→ **Aim of the exercise**: Select every line of the material below that contains the string "image", matching case exactly, and copy each of those lines.

[Coordinate annotation material]
● ● ● ● ● ● ●

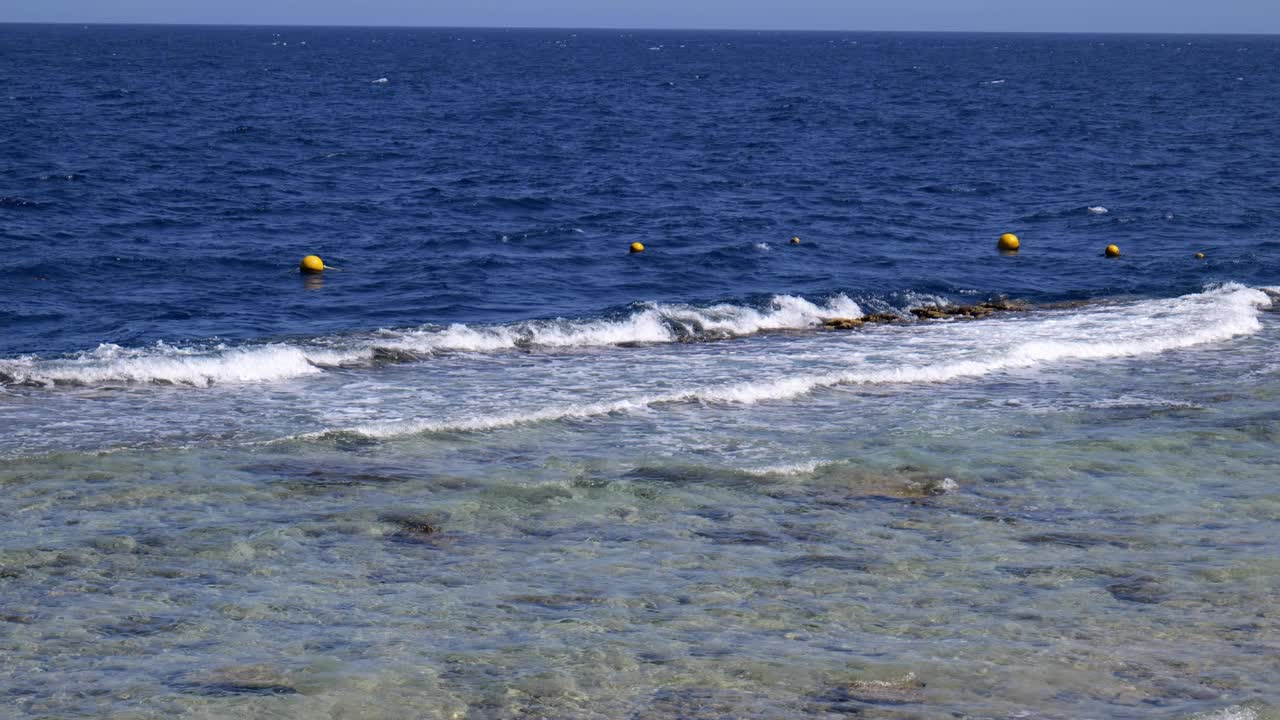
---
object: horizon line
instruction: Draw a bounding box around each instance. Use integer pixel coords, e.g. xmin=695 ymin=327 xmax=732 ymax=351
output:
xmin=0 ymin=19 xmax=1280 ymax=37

● ● ● ● ● ● ●

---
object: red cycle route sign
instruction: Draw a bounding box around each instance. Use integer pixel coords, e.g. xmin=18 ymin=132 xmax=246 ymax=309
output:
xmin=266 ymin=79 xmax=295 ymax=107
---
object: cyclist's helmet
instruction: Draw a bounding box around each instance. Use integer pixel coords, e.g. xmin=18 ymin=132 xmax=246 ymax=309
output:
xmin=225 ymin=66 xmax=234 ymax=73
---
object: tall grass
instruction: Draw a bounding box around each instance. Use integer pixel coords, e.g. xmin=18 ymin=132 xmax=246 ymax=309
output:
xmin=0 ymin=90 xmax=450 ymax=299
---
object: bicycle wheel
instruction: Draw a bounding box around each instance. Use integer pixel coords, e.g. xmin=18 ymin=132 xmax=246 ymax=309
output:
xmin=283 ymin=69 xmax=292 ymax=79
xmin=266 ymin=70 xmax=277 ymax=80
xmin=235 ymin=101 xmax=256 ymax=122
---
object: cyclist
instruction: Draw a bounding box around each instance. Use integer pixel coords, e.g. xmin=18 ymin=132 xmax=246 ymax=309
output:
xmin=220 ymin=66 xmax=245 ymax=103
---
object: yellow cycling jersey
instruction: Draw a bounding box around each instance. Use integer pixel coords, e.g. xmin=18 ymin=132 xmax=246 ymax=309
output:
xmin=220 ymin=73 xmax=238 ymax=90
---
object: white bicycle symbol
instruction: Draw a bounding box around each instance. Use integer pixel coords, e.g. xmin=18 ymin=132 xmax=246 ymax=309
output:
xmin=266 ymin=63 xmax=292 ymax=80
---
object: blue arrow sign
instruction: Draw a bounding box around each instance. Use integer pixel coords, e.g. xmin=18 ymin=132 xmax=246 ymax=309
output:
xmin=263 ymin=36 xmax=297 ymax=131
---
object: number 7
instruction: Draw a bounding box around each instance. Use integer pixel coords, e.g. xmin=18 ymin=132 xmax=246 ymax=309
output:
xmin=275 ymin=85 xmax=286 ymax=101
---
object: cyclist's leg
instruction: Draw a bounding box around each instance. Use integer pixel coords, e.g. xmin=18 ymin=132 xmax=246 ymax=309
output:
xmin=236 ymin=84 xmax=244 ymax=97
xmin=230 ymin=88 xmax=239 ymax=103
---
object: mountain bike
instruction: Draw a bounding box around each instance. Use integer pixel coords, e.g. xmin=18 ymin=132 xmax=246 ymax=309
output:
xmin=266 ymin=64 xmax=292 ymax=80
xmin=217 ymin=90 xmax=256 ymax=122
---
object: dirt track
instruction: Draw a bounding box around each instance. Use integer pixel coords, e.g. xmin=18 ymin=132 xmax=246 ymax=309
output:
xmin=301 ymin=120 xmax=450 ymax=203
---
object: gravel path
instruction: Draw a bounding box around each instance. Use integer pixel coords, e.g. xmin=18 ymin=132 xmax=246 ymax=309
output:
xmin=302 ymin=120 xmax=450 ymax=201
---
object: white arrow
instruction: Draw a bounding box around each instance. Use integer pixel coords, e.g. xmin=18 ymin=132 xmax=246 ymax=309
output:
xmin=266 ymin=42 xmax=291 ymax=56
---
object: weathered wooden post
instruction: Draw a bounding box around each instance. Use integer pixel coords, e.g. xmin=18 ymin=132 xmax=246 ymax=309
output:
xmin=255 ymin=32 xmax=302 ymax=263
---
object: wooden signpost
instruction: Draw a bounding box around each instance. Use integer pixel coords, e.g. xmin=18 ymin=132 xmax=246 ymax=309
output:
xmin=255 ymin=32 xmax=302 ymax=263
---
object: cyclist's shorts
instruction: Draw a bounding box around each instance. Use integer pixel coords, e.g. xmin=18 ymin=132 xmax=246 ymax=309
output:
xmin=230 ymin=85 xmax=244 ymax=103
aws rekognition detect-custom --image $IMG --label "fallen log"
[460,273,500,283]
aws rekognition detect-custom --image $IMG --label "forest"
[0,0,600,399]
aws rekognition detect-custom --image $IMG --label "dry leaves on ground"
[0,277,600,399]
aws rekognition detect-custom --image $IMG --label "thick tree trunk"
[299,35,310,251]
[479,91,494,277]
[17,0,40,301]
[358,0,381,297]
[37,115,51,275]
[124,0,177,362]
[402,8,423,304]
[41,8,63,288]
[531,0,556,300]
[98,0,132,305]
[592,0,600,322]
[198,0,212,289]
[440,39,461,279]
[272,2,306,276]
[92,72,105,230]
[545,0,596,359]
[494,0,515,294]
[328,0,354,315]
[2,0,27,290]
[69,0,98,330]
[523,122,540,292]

● ● ● ● ● ● ●

→ **Response to the task**:
aws rekognition detect-custom --image $IMG --label "fallen log"
aws rekognition detect-custom --image $IMG --label "forest"
aws rekognition detect-custom --image $IMG --label "dry leaves on ground"
aws rekognition detect-custom --image $IMG --label "thick tree trunk"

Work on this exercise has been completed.